**WHAT YOU WILL DO**:
Every line that holds the word "bright" needs to be copied from the data below.

**MATERIAL SHOWN**:
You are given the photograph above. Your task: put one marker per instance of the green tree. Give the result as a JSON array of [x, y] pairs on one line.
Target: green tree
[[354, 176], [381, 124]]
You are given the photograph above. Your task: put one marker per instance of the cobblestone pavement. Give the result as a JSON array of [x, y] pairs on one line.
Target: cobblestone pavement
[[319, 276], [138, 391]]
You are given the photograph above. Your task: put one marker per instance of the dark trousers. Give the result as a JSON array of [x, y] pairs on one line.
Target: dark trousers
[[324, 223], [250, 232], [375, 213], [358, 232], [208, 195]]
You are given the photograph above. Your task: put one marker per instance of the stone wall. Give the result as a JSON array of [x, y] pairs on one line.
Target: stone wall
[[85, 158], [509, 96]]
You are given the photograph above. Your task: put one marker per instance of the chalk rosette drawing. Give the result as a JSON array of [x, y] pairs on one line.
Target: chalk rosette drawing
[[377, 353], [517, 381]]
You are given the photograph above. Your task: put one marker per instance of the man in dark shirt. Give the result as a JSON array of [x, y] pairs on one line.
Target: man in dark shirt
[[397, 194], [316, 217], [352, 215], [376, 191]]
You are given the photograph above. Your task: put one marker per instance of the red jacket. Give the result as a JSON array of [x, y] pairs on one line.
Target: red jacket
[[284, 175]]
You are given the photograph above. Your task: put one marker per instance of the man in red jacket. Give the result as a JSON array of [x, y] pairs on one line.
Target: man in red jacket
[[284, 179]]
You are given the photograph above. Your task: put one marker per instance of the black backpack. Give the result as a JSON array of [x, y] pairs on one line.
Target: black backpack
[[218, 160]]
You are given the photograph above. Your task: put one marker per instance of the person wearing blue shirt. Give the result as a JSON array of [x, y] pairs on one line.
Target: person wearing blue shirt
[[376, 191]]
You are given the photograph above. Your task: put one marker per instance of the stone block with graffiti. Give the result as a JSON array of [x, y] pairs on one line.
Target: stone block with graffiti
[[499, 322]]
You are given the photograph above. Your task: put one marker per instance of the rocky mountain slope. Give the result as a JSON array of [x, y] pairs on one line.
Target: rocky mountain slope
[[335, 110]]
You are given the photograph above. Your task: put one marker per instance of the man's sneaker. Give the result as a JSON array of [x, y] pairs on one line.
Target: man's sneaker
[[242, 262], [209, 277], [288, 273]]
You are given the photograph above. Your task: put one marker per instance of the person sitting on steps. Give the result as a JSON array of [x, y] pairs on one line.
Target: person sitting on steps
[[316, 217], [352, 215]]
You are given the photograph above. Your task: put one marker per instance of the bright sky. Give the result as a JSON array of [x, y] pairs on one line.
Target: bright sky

**COMPLETED TASK**:
You are given the photograph above. Your task: put one marker per instance of the bright sky. Give the result as a JSON array of [x, y] pairs on one line.
Target: bright sky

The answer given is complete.